#### [Problem]
Check each line of the entries below for the word "people", and copy out the ones that have it.
*** Material for the task ***
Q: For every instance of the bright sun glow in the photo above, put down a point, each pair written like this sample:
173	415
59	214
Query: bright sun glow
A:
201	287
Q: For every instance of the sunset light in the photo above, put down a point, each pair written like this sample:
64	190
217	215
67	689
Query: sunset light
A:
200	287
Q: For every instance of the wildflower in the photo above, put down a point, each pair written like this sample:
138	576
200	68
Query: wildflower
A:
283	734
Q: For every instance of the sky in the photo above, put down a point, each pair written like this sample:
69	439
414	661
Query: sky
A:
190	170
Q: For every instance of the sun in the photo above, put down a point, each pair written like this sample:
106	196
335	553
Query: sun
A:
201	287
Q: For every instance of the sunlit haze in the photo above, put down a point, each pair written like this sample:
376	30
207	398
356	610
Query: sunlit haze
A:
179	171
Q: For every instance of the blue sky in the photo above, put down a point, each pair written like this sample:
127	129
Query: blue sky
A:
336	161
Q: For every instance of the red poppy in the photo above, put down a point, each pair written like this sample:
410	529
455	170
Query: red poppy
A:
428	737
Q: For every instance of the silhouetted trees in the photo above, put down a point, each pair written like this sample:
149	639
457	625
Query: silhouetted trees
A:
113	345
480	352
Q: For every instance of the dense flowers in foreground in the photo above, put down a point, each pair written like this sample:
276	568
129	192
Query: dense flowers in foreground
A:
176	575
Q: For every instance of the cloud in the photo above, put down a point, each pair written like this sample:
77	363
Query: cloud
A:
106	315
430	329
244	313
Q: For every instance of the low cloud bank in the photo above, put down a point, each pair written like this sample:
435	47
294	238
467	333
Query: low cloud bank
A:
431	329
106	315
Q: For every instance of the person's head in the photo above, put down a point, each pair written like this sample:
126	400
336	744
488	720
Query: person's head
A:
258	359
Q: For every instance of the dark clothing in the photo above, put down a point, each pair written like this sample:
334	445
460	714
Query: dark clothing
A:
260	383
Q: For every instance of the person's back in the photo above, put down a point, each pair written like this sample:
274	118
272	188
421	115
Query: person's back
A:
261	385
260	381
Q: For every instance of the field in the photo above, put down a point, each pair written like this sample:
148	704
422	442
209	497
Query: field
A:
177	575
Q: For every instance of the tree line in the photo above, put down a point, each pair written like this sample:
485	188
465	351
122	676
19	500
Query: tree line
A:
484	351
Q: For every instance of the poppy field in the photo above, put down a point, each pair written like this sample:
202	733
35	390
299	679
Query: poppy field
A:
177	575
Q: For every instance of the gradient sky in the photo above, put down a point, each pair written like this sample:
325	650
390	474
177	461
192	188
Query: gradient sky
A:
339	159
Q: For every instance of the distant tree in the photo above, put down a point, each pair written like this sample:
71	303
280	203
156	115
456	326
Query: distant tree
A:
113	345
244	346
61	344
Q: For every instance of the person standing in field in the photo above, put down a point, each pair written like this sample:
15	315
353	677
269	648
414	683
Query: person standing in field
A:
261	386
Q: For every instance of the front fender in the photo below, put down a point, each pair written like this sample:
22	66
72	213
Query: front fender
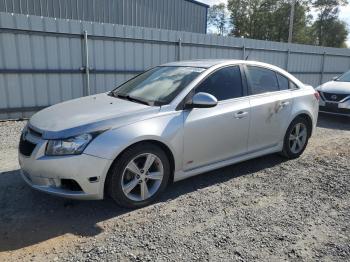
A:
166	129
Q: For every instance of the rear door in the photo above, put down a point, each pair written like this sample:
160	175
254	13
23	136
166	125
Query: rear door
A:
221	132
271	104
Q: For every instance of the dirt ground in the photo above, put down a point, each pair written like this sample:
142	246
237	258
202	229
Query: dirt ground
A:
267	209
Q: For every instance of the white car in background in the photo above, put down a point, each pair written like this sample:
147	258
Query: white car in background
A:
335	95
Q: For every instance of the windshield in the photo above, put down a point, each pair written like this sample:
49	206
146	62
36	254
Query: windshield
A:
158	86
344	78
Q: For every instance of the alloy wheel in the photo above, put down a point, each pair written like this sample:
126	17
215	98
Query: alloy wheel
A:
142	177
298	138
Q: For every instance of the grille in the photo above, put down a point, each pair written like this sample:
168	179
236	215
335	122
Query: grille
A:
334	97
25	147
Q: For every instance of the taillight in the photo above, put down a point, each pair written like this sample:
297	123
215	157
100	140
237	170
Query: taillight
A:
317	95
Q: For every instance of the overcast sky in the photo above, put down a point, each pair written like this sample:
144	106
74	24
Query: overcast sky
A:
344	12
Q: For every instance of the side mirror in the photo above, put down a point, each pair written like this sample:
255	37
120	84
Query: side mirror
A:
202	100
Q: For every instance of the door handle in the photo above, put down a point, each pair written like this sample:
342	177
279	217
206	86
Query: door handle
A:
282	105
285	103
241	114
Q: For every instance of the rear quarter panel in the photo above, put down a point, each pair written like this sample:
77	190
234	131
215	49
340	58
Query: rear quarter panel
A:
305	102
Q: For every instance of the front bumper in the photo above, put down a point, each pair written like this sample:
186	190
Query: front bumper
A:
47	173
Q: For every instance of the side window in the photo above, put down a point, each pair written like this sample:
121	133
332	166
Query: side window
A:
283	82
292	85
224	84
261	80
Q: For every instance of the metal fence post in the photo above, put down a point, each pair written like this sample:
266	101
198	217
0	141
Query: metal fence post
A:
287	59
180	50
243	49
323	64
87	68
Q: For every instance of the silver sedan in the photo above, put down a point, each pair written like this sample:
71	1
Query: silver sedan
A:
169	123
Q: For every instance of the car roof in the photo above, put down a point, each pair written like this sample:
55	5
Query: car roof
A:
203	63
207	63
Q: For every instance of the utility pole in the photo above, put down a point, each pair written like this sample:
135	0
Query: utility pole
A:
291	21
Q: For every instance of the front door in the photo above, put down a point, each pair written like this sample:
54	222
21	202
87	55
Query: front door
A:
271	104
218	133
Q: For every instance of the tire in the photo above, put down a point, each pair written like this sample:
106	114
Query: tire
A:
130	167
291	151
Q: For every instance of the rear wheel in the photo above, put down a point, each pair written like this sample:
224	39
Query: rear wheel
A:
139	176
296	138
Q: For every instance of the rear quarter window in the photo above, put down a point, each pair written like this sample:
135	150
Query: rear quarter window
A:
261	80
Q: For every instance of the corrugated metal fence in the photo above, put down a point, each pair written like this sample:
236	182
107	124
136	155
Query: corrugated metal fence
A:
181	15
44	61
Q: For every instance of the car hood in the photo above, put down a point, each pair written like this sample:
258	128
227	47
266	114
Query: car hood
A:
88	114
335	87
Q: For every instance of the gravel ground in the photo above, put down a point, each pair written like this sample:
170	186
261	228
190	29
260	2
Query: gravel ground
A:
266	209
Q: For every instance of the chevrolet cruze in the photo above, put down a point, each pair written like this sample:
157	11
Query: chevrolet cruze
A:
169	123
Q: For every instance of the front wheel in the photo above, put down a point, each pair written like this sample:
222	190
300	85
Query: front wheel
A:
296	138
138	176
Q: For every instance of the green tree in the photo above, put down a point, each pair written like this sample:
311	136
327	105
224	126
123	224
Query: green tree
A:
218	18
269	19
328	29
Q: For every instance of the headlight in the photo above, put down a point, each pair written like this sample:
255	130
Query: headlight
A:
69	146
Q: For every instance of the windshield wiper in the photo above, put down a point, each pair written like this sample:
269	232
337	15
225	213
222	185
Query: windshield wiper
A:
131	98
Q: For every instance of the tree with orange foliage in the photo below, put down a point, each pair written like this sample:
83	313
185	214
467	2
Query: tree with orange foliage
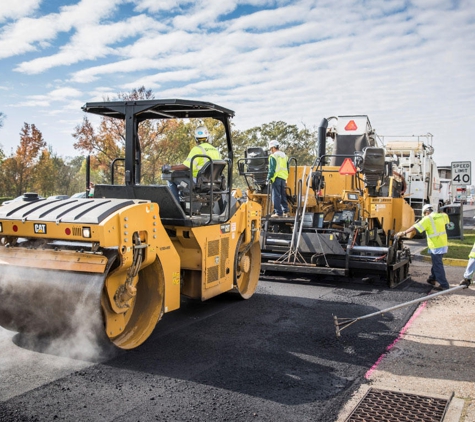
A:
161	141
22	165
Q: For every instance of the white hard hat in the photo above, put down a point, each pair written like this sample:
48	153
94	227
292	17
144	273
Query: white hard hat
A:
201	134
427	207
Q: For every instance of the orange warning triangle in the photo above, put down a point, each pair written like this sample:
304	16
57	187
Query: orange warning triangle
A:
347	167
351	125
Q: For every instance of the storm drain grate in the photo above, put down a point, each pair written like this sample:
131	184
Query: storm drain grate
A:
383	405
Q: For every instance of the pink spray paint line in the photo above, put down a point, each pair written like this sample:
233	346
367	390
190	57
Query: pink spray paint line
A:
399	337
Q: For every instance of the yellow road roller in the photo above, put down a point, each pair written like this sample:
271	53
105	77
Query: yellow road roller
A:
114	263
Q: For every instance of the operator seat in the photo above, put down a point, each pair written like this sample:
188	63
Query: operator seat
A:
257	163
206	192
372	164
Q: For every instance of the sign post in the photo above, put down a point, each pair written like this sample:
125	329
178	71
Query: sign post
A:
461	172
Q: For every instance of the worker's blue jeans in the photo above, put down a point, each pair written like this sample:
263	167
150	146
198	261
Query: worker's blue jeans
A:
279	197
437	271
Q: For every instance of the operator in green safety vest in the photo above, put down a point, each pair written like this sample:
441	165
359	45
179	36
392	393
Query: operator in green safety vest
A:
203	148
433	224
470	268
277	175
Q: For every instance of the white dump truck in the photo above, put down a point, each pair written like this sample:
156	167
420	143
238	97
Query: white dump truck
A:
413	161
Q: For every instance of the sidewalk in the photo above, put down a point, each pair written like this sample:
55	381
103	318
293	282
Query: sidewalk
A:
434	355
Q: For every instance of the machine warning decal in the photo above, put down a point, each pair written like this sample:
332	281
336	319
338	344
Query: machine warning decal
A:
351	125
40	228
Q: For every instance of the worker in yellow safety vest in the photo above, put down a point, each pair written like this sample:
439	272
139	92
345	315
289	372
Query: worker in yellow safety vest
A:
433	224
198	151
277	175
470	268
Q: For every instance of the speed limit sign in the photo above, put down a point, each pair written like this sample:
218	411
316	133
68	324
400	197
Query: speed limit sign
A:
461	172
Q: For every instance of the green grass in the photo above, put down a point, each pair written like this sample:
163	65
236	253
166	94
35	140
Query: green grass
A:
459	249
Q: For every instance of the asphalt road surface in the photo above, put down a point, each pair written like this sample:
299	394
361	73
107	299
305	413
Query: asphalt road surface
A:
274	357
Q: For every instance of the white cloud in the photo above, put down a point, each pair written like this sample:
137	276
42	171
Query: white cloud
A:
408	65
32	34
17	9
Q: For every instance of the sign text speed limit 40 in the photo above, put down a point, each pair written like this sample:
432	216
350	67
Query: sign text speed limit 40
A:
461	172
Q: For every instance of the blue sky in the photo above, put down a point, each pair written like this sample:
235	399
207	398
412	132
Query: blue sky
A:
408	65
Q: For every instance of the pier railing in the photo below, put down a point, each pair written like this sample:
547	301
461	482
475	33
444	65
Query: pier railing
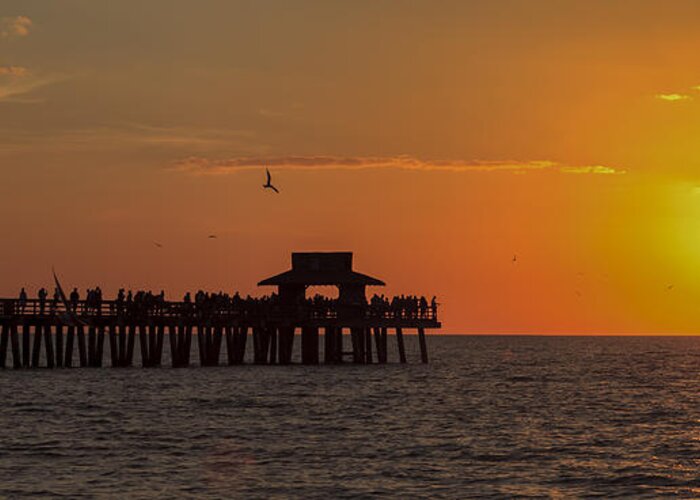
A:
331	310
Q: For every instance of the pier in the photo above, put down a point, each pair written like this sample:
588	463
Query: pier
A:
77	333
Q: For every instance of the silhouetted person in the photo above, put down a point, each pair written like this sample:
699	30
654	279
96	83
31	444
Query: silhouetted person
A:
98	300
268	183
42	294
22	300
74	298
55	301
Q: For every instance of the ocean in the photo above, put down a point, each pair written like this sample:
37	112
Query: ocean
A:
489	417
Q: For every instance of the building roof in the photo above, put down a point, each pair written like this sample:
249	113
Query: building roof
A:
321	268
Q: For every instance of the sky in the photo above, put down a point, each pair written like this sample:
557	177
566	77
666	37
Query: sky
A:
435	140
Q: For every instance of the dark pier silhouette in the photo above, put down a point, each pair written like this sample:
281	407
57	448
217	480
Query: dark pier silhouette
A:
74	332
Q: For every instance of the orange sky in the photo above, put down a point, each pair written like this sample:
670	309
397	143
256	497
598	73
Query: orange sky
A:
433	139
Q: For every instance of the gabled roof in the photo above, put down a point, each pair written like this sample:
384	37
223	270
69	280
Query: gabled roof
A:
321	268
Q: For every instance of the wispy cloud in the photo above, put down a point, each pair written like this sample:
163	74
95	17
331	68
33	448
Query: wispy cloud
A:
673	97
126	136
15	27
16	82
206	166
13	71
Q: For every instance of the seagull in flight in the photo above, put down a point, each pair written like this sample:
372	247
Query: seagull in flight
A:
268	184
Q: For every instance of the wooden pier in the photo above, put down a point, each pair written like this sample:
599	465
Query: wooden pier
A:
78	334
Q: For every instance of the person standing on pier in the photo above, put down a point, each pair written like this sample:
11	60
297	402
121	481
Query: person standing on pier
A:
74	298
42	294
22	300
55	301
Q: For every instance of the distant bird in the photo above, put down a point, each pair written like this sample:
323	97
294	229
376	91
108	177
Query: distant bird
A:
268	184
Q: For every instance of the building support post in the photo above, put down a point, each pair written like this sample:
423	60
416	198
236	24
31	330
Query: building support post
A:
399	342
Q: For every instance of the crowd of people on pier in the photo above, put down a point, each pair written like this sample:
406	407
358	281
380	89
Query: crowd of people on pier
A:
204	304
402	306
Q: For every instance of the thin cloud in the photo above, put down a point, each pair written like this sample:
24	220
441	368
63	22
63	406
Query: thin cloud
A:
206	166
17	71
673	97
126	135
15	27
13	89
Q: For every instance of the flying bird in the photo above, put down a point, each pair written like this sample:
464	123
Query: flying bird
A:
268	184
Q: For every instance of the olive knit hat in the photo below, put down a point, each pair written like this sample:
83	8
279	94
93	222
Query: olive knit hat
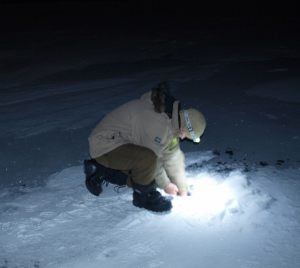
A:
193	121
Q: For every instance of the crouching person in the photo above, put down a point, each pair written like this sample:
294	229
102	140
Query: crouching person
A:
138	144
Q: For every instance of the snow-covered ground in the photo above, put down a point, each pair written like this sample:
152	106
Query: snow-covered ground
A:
*** End of Material for the task ***
#### [Reply to the task]
Q: For every instance of the crowd of people on pier in the photo above, put down a point, each pair written like this sample:
Query: crowd of people on pier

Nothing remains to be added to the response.